— Start of Information shown —

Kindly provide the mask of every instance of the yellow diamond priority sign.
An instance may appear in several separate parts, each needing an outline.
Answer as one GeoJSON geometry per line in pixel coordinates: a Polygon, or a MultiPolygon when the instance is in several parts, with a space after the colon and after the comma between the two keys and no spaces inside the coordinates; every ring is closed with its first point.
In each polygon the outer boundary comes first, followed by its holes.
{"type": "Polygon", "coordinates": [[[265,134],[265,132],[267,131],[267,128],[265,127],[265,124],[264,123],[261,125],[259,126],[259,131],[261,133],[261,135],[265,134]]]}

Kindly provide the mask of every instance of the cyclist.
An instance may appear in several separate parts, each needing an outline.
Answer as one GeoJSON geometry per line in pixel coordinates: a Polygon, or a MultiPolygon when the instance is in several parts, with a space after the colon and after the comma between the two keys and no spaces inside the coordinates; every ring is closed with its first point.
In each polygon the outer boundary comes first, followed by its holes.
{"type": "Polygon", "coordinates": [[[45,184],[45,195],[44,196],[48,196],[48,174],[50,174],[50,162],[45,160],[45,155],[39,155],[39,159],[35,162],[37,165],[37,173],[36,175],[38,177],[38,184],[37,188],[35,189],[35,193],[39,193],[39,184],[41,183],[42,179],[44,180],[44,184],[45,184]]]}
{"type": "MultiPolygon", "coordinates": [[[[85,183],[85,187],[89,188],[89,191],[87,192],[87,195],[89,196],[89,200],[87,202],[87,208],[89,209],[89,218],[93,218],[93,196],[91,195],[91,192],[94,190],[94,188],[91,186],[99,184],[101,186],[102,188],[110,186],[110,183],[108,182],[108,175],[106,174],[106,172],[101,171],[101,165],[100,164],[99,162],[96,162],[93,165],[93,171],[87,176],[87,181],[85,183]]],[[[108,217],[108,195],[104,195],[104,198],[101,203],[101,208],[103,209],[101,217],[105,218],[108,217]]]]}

— End of Information shown —

Problem to solve
Rewrite the records above, replacing "Kindly provide" with "Please give" wherever it occurs and leaving everything else unchanged.

Task answer
Please give the mask of every instance of the yellow diamond priority sign.
An instance may appear in several separate parts, each needing an outline.
Answer as one GeoJSON geometry per line in pixel coordinates: a Polygon, or a MultiPolygon when the instance is in several parts, with a space after the colon and after the comma between the two keys and no spaces inside the coordinates; every ring is closed with its first point.
In each polygon the outer boundary comes first, followed by its holes.
{"type": "Polygon", "coordinates": [[[265,134],[265,132],[267,131],[267,128],[265,127],[265,124],[264,123],[261,125],[259,126],[259,131],[261,133],[261,135],[265,134]]]}

Please give the mask of every instance of the cyclist.
An instance may appear in several separate parts, each needing an outline.
Answer as one GeoJSON geometry per line in pixel coordinates: a Polygon, or a MultiPolygon when the instance is in several parts, with a space after the colon and after the comma between the two keys and no spaces inside the coordinates; every ring is closed with its first point.
In each polygon the outer boundary comes first, followed by its holes.
{"type": "Polygon", "coordinates": [[[45,184],[45,195],[44,196],[48,196],[48,174],[50,174],[50,162],[45,160],[45,155],[39,155],[39,159],[35,162],[37,165],[37,173],[36,175],[38,177],[38,184],[37,188],[35,189],[35,193],[39,193],[39,184],[41,183],[42,179],[44,180],[44,184],[45,184]]]}
{"type": "MultiPolygon", "coordinates": [[[[85,183],[85,187],[89,188],[89,191],[87,192],[87,195],[89,196],[89,200],[87,202],[87,208],[89,209],[89,218],[93,218],[93,196],[91,195],[91,192],[94,190],[94,188],[91,186],[99,184],[101,186],[102,188],[110,186],[110,183],[108,182],[108,175],[106,174],[106,172],[101,171],[101,165],[100,164],[99,162],[96,162],[93,165],[93,171],[87,176],[87,181],[85,183]]],[[[108,217],[108,195],[104,195],[104,198],[101,203],[101,208],[103,209],[101,217],[105,218],[108,217]]]]}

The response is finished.